→ **Aim of the exercise**
Return a copy of every line in the data below that contains "house".

━━━ Recorded data ━━━

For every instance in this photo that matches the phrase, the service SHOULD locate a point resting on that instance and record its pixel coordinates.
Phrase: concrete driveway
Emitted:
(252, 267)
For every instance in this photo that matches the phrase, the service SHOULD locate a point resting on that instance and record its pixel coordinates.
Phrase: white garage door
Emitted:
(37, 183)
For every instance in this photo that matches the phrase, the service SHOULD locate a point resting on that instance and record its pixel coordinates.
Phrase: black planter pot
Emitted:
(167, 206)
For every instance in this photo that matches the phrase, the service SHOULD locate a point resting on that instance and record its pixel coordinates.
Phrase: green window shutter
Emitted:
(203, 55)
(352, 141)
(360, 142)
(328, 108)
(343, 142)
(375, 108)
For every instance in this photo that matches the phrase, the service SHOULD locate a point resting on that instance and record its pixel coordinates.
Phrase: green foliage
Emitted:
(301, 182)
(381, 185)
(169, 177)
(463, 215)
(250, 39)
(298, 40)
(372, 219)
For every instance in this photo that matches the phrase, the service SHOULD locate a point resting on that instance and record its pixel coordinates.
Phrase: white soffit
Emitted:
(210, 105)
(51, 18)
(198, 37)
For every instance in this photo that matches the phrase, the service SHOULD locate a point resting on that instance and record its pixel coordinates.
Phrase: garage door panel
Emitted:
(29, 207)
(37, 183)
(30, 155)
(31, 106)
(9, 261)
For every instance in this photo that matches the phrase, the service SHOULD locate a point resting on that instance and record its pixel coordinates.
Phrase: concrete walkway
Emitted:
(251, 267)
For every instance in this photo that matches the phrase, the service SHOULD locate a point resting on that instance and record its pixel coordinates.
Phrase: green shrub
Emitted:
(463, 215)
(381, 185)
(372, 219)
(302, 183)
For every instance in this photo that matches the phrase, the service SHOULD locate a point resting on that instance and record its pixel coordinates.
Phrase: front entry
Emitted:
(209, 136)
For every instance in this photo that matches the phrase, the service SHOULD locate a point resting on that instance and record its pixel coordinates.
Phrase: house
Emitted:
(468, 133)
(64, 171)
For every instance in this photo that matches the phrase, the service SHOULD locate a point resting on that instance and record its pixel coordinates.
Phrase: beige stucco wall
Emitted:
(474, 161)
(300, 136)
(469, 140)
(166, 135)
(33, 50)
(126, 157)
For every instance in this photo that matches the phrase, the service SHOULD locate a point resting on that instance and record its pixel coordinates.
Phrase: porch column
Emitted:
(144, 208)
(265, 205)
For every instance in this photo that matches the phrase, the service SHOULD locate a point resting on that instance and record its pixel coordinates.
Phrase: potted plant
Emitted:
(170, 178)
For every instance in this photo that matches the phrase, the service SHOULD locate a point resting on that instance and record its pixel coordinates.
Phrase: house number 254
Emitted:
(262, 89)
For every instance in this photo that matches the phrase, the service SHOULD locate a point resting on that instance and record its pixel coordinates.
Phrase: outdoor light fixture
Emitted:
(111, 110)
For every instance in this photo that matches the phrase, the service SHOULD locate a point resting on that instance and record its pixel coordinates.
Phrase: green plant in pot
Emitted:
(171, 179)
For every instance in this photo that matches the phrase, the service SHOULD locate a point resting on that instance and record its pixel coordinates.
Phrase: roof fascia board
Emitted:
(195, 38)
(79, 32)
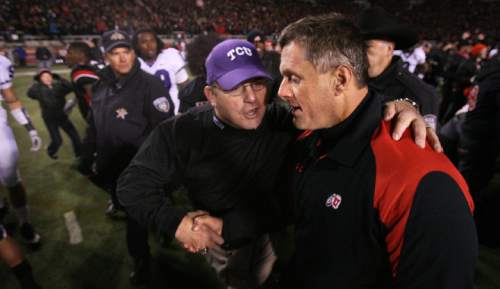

━━━

→ **Output for this exercise**
Phrase: house
Phrase: house number 254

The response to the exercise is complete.